-- START DOCUMENT SEGMENT --

Python 3.11, FastAPI, Uvicorn
rank_bm25, sentence-transformers, faiss-cpu, scikit-learn
loguru, pydantic v2

Frontend

React 18, Vite
TailwindCSS, lucide-react, recharts
react-syntax-highlighter, react-router-dom

Quick Start

Setup (downloads data, builds indexes, fits K-Means — first run takes ~10 minutes):

cd codesearch
bash scripts/setup.sh

Run:

bash scripts/run_dev.sh

Starts FastAPI on :8000 and Vite on :5173.

Re-run evaluation (optional):

cd backend && python -m app.evaluation.evaluate

Project Structure

codesearch/
├── backend/
│   ├── app/             # FastAPI app, retrieval, clustering, evaluation
│   ├── data/            # Corpus + indexes (gitignored)

-- END DOCUMENT SEGMENT --
-- START DATA SECTION --

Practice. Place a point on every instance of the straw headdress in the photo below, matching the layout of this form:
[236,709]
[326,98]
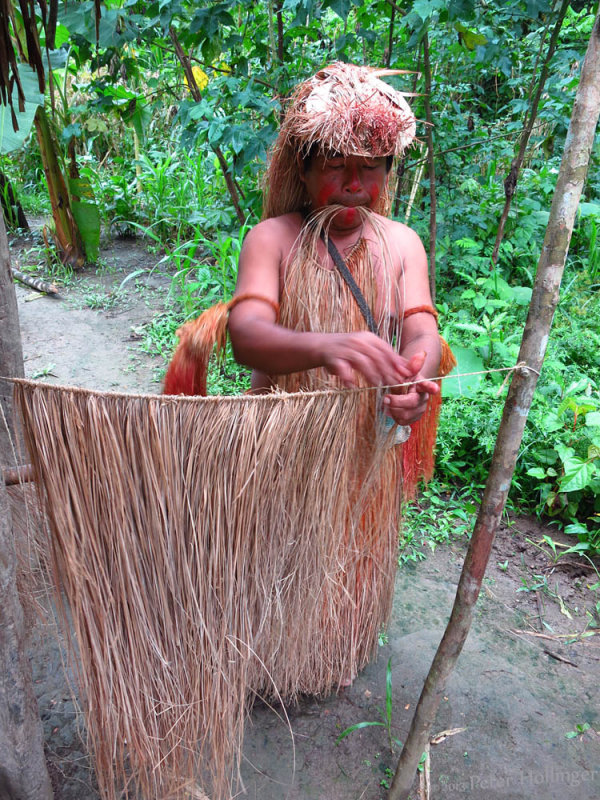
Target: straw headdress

-- END DATA SECTION --

### YOUR TASKS
1. Using the codesearch text above, decide whether each statement agrees with it. Answer yes or no, and quote the words from the text that decide it.
(a) The first setup run takes about ten minutes.
(b) The Vite server starts on port 8000.
(c) Re-running the evaluation is required.
2. Turn the paragraph of the codesearch text that begins "Setup (downloads data" into a short list that keeps its main facts.

### SOLUTIONS IN ORDER
1.
(a) Yes: "first run takes ~10 minutes"
(b) No: "Starts FastAPI on :8000 and Vite on :5173."
(c) No: "Re-run evaluation (optional):"

2.
Setup:
- downloads data
- builds indexes
- fits K-Means
- takes about 10 minutes on the first run